* [Assigned task]: Your task is to set down the records below again, exactly.

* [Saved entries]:

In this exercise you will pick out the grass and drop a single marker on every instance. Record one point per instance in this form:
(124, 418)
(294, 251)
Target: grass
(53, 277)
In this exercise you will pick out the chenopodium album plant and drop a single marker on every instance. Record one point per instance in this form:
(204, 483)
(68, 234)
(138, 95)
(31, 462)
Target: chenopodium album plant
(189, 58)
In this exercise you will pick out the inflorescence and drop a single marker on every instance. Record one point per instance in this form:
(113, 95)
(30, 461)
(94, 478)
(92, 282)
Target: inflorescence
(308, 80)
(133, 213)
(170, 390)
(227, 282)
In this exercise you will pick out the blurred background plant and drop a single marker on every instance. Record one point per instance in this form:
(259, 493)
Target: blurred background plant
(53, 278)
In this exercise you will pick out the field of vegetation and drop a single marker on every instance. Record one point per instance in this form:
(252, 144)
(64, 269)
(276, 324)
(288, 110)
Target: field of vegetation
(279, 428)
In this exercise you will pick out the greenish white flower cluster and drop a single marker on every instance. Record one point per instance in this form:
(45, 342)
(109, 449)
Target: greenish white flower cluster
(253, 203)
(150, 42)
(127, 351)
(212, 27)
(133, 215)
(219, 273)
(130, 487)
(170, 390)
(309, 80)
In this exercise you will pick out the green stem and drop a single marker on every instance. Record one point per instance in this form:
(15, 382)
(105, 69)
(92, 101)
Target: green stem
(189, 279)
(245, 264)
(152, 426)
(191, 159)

* [Answer area]:
In this exercise you will pick out the grass and drop a single marker on every instance. Record one point per instance in this form:
(124, 418)
(294, 251)
Target: grass
(53, 277)
In this exercise you will pick out the chenopodium album plant and drop a single marker on every instance. Record one point per instance in this form:
(204, 483)
(68, 234)
(138, 95)
(31, 462)
Target: chenopodium album plant
(189, 58)
In this exercise you will pick out the inflorescence and drop a single marker on every instance. Record one point per instance in this form:
(113, 95)
(30, 461)
(94, 478)
(92, 282)
Target: inflorescence
(308, 80)
(133, 213)
(170, 390)
(227, 282)
In this exercise you will pick out the blurred background plant and drop a single marker on every instance. Record one point per instance in this form:
(259, 493)
Target: blurred background plant
(53, 278)
In this exercise you will pick out the field of vegetation and drop a single marker on every instance. Record one point per instance in this form:
(252, 144)
(64, 269)
(276, 324)
(288, 110)
Target: field of vegetation
(279, 428)
In this exercise you will pick out the greenish white flower cluster and drop a single marker on every instance. Record one point per instance in this form:
(45, 342)
(109, 449)
Target: greenish white flower cluster
(253, 203)
(150, 42)
(127, 351)
(212, 27)
(133, 215)
(219, 273)
(130, 487)
(170, 390)
(309, 80)
In this exercise you will pick out the green stem and drop a single marker on every instance. Record one point per instance in this form:
(15, 382)
(105, 69)
(92, 101)
Target: green stem
(189, 279)
(245, 264)
(152, 426)
(191, 159)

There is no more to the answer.